--- Begin RECORD SET ---

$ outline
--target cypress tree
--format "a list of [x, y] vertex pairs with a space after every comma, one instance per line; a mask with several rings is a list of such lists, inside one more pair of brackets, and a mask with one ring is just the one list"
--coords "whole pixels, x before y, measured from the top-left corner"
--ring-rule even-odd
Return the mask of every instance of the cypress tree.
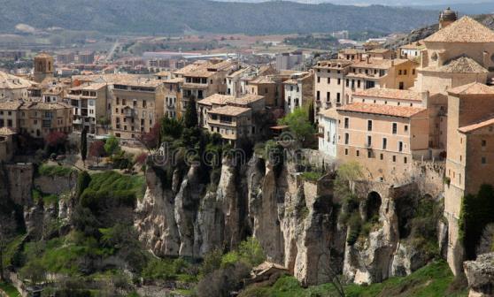
[[81, 133], [81, 158], [86, 165], [86, 157], [88, 156], [88, 131], [86, 128], [82, 129]]
[[187, 103], [185, 115], [183, 116], [183, 124], [187, 128], [194, 128], [197, 126], [197, 109], [196, 108], [196, 100], [192, 97]]

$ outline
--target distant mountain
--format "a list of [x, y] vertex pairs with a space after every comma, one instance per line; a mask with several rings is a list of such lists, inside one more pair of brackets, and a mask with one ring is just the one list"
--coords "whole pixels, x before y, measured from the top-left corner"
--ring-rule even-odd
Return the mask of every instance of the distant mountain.
[[259, 4], [208, 0], [16, 0], [0, 5], [0, 32], [18, 24], [111, 34], [287, 34], [337, 30], [410, 31], [433, 23], [437, 12], [371, 5]]
[[[474, 16], [474, 19], [483, 24], [485, 27], [490, 28], [491, 30], [494, 30], [494, 14], [477, 15]], [[415, 42], [433, 34], [437, 31], [438, 28], [439, 26], [437, 24], [434, 24], [413, 30], [409, 34], [405, 36], [403, 36], [397, 40], [387, 42], [384, 44], [384, 47], [389, 49], [396, 49], [405, 44]]]

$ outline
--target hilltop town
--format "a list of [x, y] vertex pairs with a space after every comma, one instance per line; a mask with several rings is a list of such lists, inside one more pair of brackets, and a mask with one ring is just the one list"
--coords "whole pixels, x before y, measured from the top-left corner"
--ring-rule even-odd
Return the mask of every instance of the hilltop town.
[[[112, 246], [122, 240], [115, 222], [127, 220], [129, 236], [153, 256], [211, 260], [216, 248], [233, 253], [255, 239], [264, 257], [250, 263], [249, 282], [282, 271], [305, 286], [338, 283], [339, 275], [370, 285], [444, 259], [443, 269], [467, 275], [471, 296], [490, 296], [494, 31], [446, 9], [428, 37], [396, 49], [382, 43], [342, 49], [304, 67], [297, 67], [299, 51], [274, 63], [149, 52], [152, 70], [130, 73], [95, 63], [93, 52], [40, 52], [32, 72], [0, 72], [0, 199], [10, 201], [0, 203], [10, 211], [0, 218], [22, 221], [5, 228], [12, 241], [0, 242], [9, 259], [1, 278], [8, 271], [9, 282], [35, 295], [62, 276], [106, 266], [131, 276], [151, 270], [148, 262], [157, 260], [136, 268], [130, 263], [140, 255]], [[76, 60], [85, 66], [74, 74]], [[125, 65], [135, 69], [135, 62]], [[172, 150], [177, 164], [161, 162]], [[219, 160], [204, 161], [212, 151]], [[285, 154], [276, 156], [281, 165], [276, 154]], [[430, 209], [420, 217], [423, 205]], [[93, 244], [84, 236], [104, 247], [95, 258], [112, 260], [58, 269], [46, 264], [50, 245], [33, 243], [62, 250], [67, 240]], [[43, 259], [39, 266], [33, 255]], [[336, 272], [324, 272], [328, 265]], [[169, 279], [187, 283], [183, 275], [191, 275], [197, 293], [208, 296], [201, 294], [207, 284], [194, 278], [208, 272], [183, 267], [166, 272]], [[29, 270], [45, 270], [44, 278]], [[146, 287], [155, 274], [133, 284]]]

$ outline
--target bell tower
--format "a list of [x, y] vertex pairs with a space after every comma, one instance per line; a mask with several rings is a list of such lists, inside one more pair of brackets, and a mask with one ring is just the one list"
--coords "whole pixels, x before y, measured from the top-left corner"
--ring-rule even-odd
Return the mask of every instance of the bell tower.
[[47, 77], [53, 76], [53, 57], [40, 53], [35, 57], [35, 81], [42, 82]]
[[446, 8], [441, 14], [439, 14], [439, 29], [448, 27], [452, 22], [458, 19], [456, 11], [452, 11], [451, 8]]

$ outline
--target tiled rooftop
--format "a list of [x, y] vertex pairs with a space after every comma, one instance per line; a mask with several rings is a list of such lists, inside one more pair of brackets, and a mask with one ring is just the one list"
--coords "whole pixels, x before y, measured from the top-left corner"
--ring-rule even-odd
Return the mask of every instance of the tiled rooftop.
[[353, 94], [354, 96], [367, 96], [389, 99], [403, 99], [410, 101], [422, 101], [420, 93], [411, 90], [400, 90], [395, 88], [372, 88]]
[[472, 124], [472, 125], [468, 125], [468, 126], [459, 127], [458, 129], [458, 131], [459, 131], [461, 133], [467, 133], [474, 132], [477, 129], [483, 128], [483, 127], [486, 127], [486, 126], [491, 126], [491, 125], [494, 125], [494, 116], [490, 116], [490, 118], [485, 119], [485, 120], [482, 120], [482, 121], [477, 122], [475, 124]]
[[453, 88], [448, 90], [448, 93], [453, 95], [494, 95], [494, 88], [480, 82], [472, 82]]
[[225, 105], [212, 109], [209, 113], [236, 117], [250, 110], [250, 108]]
[[213, 94], [203, 100], [199, 100], [197, 103], [203, 105], [225, 105], [227, 101], [233, 99], [233, 96], [228, 95]]
[[494, 42], [494, 31], [465, 16], [424, 40], [426, 42]]
[[355, 103], [337, 109], [338, 111], [361, 112], [384, 116], [410, 118], [426, 109], [409, 106], [391, 106], [384, 104], [368, 104]]

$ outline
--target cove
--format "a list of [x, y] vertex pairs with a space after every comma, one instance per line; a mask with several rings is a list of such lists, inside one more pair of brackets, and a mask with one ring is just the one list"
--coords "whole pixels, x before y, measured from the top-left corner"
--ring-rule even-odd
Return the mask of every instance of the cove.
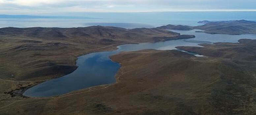
[[256, 35], [211, 34], [190, 31], [171, 30], [181, 34], [194, 35], [196, 37], [157, 43], [128, 44], [117, 47], [117, 50], [90, 53], [78, 58], [76, 70], [63, 77], [48, 80], [27, 90], [23, 95], [32, 97], [49, 97], [66, 94], [72, 91], [116, 82], [115, 76], [120, 67], [109, 57], [121, 52], [146, 49], [176, 49], [178, 46], [201, 47], [199, 44], [217, 42], [237, 42], [242, 38], [256, 39]]

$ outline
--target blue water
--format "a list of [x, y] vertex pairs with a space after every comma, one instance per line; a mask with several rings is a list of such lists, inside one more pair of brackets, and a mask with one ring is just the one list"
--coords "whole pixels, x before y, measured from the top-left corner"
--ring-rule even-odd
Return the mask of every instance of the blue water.
[[34, 97], [50, 97], [90, 87], [115, 83], [115, 75], [120, 66], [112, 61], [109, 57], [121, 52], [145, 49], [173, 50], [177, 46], [201, 47], [198, 44], [202, 43], [237, 42], [241, 38], [256, 39], [256, 35], [210, 34], [195, 32], [198, 30], [171, 31], [181, 34], [195, 35], [196, 37], [155, 43], [125, 44], [118, 46], [118, 50], [112, 52], [92, 53], [80, 56], [77, 61], [78, 67], [73, 73], [36, 85], [28, 89], [23, 94]]
[[[200, 24], [197, 23], [198, 21], [204, 20], [256, 20], [256, 12], [76, 13], [54, 15], [74, 17], [61, 19], [2, 17], [0, 18], [0, 27], [74, 27], [99, 25], [132, 28], [153, 27], [169, 24], [195, 26]], [[77, 19], [76, 16], [95, 18]], [[196, 30], [172, 31], [181, 34], [195, 35], [196, 37], [156, 43], [126, 44], [118, 46], [118, 50], [113, 51], [93, 53], [80, 56], [77, 61], [78, 67], [74, 72], [36, 85], [28, 89], [23, 94], [34, 97], [50, 97], [90, 87], [114, 83], [116, 81], [115, 75], [120, 66], [112, 61], [109, 57], [121, 52], [145, 49], [173, 50], [177, 46], [200, 47], [198, 44], [204, 43], [236, 42], [241, 38], [256, 39], [255, 35], [210, 34], [195, 32]]]
[[[39, 15], [39, 14], [38, 14]], [[45, 15], [41, 14], [40, 15]], [[75, 27], [92, 25], [113, 26], [135, 28], [157, 27], [169, 24], [198, 25], [197, 22], [211, 21], [245, 19], [256, 21], [256, 12], [167, 12], [140, 13], [72, 13], [47, 15], [69, 16], [17, 18], [0, 17], [0, 28], [7, 27]], [[81, 17], [92, 17], [81, 19]], [[23, 18], [22, 18], [23, 17]], [[76, 18], [79, 17], [79, 18]], [[93, 23], [95, 24], [91, 24]], [[117, 24], [116, 23], [117, 23]], [[108, 23], [108, 24], [107, 24]], [[124, 25], [123, 23], [126, 24]], [[130, 25], [129, 25], [130, 24]], [[139, 24], [136, 25], [135, 24]]]

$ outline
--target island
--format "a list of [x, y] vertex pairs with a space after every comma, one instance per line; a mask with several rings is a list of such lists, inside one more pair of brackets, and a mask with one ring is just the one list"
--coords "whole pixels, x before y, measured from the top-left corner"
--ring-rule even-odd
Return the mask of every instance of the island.
[[178, 30], [191, 30], [199, 29], [209, 34], [223, 34], [230, 35], [256, 34], [256, 22], [244, 20], [225, 21], [200, 21], [199, 23], [205, 24], [202, 26], [190, 26], [184, 25], [168, 25], [157, 28]]

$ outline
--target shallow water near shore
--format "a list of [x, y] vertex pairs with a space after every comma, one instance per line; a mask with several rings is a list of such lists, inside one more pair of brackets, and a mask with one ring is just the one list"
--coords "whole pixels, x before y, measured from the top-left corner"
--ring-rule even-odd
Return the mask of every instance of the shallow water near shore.
[[73, 72], [35, 86], [27, 89], [23, 95], [32, 97], [51, 97], [90, 87], [114, 83], [116, 82], [115, 76], [120, 65], [112, 61], [109, 57], [121, 52], [146, 49], [174, 50], [178, 46], [201, 47], [198, 44], [216, 42], [235, 43], [242, 38], [256, 39], [256, 35], [211, 34], [196, 33], [198, 30], [195, 30], [171, 31], [181, 34], [194, 35], [196, 37], [155, 43], [125, 44], [118, 46], [118, 50], [112, 51], [92, 53], [79, 57], [77, 60], [78, 67]]

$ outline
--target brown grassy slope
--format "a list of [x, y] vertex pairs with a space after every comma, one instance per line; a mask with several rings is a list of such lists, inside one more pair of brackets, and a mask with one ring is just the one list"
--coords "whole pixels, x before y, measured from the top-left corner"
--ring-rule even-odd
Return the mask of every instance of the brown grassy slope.
[[154, 28], [101, 26], [8, 27], [0, 28], [0, 100], [10, 98], [4, 92], [20, 91], [72, 72], [79, 56], [113, 50], [124, 43], [154, 42], [156, 37], [163, 38], [161, 41], [184, 37]]
[[[9, 27], [0, 29], [0, 34], [5, 35], [1, 37], [0, 41], [0, 62], [15, 60], [2, 69], [12, 72], [1, 73], [0, 78], [18, 80], [42, 77], [44, 80], [49, 76], [56, 77], [70, 72], [76, 68], [75, 60], [78, 55], [62, 54], [114, 46], [116, 44], [154, 42], [155, 37], [175, 38], [179, 36], [178, 33], [161, 29], [128, 30], [100, 26], [66, 28]], [[115, 48], [111, 46], [104, 48], [107, 50]], [[97, 50], [100, 49], [86, 52]]]
[[231, 35], [256, 34], [256, 22], [245, 20], [209, 21], [205, 24], [197, 26], [168, 25], [157, 28], [158, 29], [180, 30], [200, 29], [209, 34], [224, 34]]
[[[255, 51], [239, 49], [246, 46], [255, 47], [253, 45], [256, 44], [256, 40], [240, 41], [240, 43], [206, 46], [206, 51], [202, 52], [206, 53], [202, 54], [208, 58], [175, 50], [122, 53], [111, 57], [122, 65], [116, 76], [116, 83], [45, 100], [27, 99], [0, 109], [0, 112], [7, 114], [254, 114], [256, 63], [254, 60], [246, 59], [256, 54]], [[214, 49], [227, 54], [230, 51], [227, 47], [238, 49], [230, 53], [233, 58], [225, 55], [212, 57], [206, 53], [214, 53], [208, 50]], [[179, 48], [182, 48], [187, 47]], [[240, 53], [245, 57], [236, 56]]]

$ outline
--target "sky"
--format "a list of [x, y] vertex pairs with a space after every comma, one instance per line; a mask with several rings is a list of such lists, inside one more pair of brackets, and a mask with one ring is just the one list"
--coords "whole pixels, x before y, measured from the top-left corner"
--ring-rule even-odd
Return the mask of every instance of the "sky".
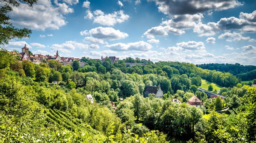
[[34, 54], [256, 65], [256, 0], [38, 0], [8, 13]]

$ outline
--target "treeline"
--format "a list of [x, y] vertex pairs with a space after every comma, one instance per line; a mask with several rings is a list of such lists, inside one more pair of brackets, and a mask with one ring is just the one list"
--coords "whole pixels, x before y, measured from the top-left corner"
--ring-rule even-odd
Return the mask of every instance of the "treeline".
[[256, 69], [245, 73], [238, 74], [236, 76], [242, 80], [250, 80], [256, 79]]
[[255, 66], [243, 65], [238, 63], [234, 64], [207, 63], [196, 65], [196, 66], [200, 67], [203, 69], [215, 70], [216, 71], [221, 72], [223, 73], [229, 72], [235, 76], [256, 69], [256, 66]]

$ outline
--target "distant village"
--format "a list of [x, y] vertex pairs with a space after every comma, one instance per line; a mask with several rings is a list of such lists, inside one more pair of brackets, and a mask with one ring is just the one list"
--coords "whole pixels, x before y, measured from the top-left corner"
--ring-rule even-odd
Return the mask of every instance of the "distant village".
[[[60, 63], [62, 63], [62, 65], [73, 65], [74, 61], [79, 61], [80, 66], [83, 66], [86, 63], [86, 62], [81, 62], [80, 58], [61, 56], [58, 54], [58, 50], [57, 50], [56, 54], [54, 56], [49, 55], [44, 55], [41, 54], [31, 55], [29, 54], [29, 48], [26, 46], [26, 44], [25, 44], [25, 46], [23, 48], [21, 48], [21, 52], [18, 53], [18, 55], [17, 55], [17, 53], [15, 51], [12, 51], [11, 52], [13, 54], [19, 56], [20, 58], [20, 61], [21, 61], [27, 60], [35, 64], [40, 64], [40, 63], [44, 62], [46, 62], [50, 60], [57, 61]], [[106, 59], [108, 58], [111, 59], [112, 63], [117, 63], [118, 60], [119, 60], [119, 58], [116, 57], [115, 56], [109, 57], [107, 56], [105, 58], [101, 56], [101, 60], [99, 58], [92, 59], [95, 61], [101, 60], [102, 62], [103, 62]], [[145, 63], [126, 63], [126, 65], [129, 65], [131, 66], [137, 65], [144, 65], [147, 64], [148, 61], [150, 61], [149, 59], [148, 59], [148, 60], [146, 60]]]

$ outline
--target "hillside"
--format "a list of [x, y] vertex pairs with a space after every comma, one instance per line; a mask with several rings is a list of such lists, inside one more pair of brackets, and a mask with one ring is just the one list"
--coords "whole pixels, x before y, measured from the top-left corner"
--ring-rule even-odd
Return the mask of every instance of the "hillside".
[[[82, 67], [63, 66], [53, 60], [34, 64], [20, 62], [4, 50], [0, 52], [4, 55], [0, 56], [0, 141], [3, 142], [254, 139], [247, 137], [256, 132], [248, 123], [254, 119], [247, 113], [255, 113], [255, 107], [248, 103], [255, 99], [256, 89], [242, 86], [230, 73], [177, 62], [126, 67], [125, 59], [112, 63], [109, 58], [102, 63], [90, 59], [92, 62]], [[208, 99], [198, 91], [197, 85], [205, 84], [202, 79], [221, 84], [220, 91], [227, 98]], [[161, 88], [162, 98], [154, 93], [144, 97], [147, 87], [153, 86]], [[89, 94], [93, 103], [87, 99]], [[202, 104], [186, 104], [194, 95]], [[174, 99], [181, 103], [173, 102]], [[233, 110], [229, 116], [211, 109], [224, 105]]]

--- End RECORD SET ---

### WHAT IS REQUIRED
Please arrange the lines from the start of the records up to and including the line with "49], [405, 44]]]" as a Markdown table with the columns Row and Line, leaving out blank lines and pictures.

### RESULT
| Row | Line |
|---|---|
| 1 | $ outline |
| 2 | --target cypress tree |
| 3 | --format "a list of [x, y] vertex pairs with a space after every comma, one instance per line; a mask with several rings is a list of such lists, inside one more pair of brackets, and a mask with one ring is just the one list" |
| 4 | --coords "whole pixels, x before y, measured from the top-left corner" |
| 5 | --ring-rule even-odd |
| 6 | Return the mask of every instance of the cypress tree. |
| 7 | [[81, 133], [81, 158], [86, 165], [86, 157], [88, 156], [88, 131], [86, 128], [82, 129]] |
| 8 | [[187, 103], [185, 115], [183, 116], [183, 124], [187, 128], [194, 128], [197, 126], [197, 109], [196, 108], [196, 100], [192, 97]] |
| 9 | $ outline |
| 10 | --target distant mountain |
| 11 | --format "a list of [x, y] vertex pairs with a space after every comma, one instance per line; a mask with several rings is a list of such lists, inside one more pair of brackets, and a mask with one ring is just the one list" |
| 12 | --coords "whole pixels, x before y, measured from the top-left corner" |
| 13 | --ring-rule even-odd |
| 14 | Return the mask of every instance of the distant mountain. |
| 15 | [[259, 4], [208, 0], [16, 0], [0, 5], [0, 32], [18, 24], [111, 34], [287, 34], [337, 30], [410, 31], [433, 23], [437, 12], [371, 5]] |
| 16 | [[[474, 16], [474, 19], [483, 24], [485, 27], [490, 28], [491, 30], [494, 30], [494, 14], [477, 15]], [[415, 42], [433, 34], [437, 31], [438, 28], [439, 26], [437, 24], [434, 24], [413, 30], [409, 34], [405, 36], [403, 36], [397, 40], [387, 42], [384, 44], [384, 47], [389, 49], [396, 49], [405, 44]]] |